Dataset excerpts ::
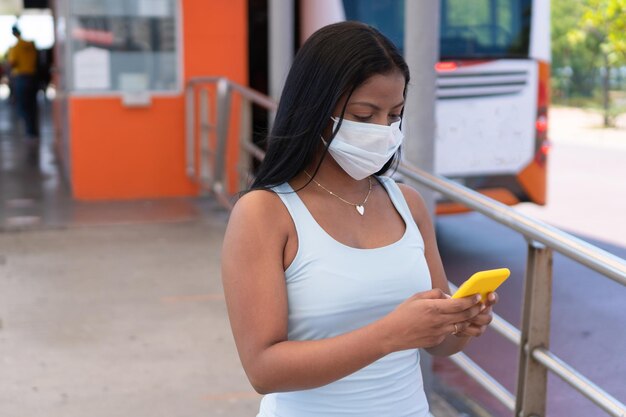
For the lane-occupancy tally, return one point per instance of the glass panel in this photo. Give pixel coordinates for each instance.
(484, 28)
(385, 15)
(470, 29)
(122, 45)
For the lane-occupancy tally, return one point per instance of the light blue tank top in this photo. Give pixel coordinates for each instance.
(333, 289)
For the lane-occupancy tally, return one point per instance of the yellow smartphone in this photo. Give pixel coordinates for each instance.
(482, 283)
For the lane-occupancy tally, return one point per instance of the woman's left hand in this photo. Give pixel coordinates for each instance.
(477, 326)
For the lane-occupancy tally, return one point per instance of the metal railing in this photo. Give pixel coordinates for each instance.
(206, 155)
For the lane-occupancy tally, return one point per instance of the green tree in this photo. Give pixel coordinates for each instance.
(604, 22)
(577, 55)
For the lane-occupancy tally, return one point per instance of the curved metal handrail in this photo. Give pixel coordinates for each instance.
(595, 258)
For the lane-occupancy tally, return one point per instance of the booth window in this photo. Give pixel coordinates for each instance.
(124, 45)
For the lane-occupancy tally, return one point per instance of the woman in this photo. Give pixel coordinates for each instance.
(331, 271)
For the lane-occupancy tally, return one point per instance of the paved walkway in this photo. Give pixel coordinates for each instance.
(113, 309)
(120, 320)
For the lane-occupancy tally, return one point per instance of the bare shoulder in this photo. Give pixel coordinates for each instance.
(416, 203)
(260, 214)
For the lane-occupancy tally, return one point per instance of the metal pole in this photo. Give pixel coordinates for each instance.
(421, 51)
(532, 377)
(190, 130)
(281, 45)
(206, 158)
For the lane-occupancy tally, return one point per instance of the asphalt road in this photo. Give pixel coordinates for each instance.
(587, 198)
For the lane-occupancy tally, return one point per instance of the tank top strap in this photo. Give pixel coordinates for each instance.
(305, 223)
(398, 200)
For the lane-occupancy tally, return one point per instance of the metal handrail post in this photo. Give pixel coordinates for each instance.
(245, 137)
(206, 177)
(223, 120)
(190, 130)
(532, 377)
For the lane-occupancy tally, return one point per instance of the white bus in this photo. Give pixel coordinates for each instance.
(492, 89)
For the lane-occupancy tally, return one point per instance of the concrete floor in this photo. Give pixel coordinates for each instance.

What you will do ::
Leaving the images out, retype all the material above exactly.

Output below ::
For the lane-occupancy tally, return one point per instance of the glass panel in this photo. Give pixel coordinates for each instance.
(484, 28)
(385, 15)
(470, 29)
(122, 45)
For the lane-occupancy tally, return one point per instance of the light blue tank top in this photo. Give pixel coordinates for each instance.
(333, 289)
For the lane-occupancy tally, return one point per instance of the yellow smartphone in this photo. Give pixel coordinates for each instance.
(482, 283)
For the lane-occupancy tally, return one point per instance of the woman's left hand in this photo. Give pixel coordinates for each instance.
(477, 326)
For the lane-occupancy tally, return one point per instance of the metal railing in this photo. Give pixel coordinates for each instance.
(206, 155)
For the lane-occupancy tally, return one point per instance of the green tree in this photo. Give pixel coordinates for each instance.
(604, 22)
(577, 55)
For the lane-occupancy tally, return one point per instance of the curved metal handrail in this photo. Give pixel coordinates for each instance.
(595, 258)
For the lane-occupancy tally, return one point per instance of the booth window in this photo. Give pixel coordinates for each instance.
(124, 45)
For the lane-occupancy tally, return one point per instance of the woman in this photo. Give pixel coordinates for each instance.
(331, 271)
For the lane-occupancy tally, return one point per instance of the paved walkway in this photo. Give pixel coordinates for each instance.
(113, 309)
(120, 320)
For the lane-occupancy tally, return one point per instance of the bare shoulder in this photo. Give pixel coordinates for each instance.
(416, 203)
(260, 214)
For the lane-occupancy tally, return one point per instance of the metal pole in this photo. Give pixel coordinates for each instance.
(421, 51)
(532, 377)
(190, 130)
(281, 45)
(206, 158)
For the lane-occupancy tally, return one point per instance of the asphalt road in this photo. Give pixel coordinates for each instance.
(587, 198)
For the lane-occupancy tally, return one point per instance of the tank top strap in this photo. Give pixel coordinates for each instance.
(305, 223)
(398, 200)
For the lane-occupancy tally, return one point per instance of the metal handrail post in this photo. Give pixel coordinates for each instance.
(245, 137)
(206, 177)
(223, 120)
(190, 130)
(532, 377)
For the lane-occupancy tally, return one point per instance of the white bus in this photo. Give pixel coordinates for each instance.
(492, 89)
For the lane-occupancy tally, return one point per instance of the concrete floor in this photo. Give pixel coordinates for each instance.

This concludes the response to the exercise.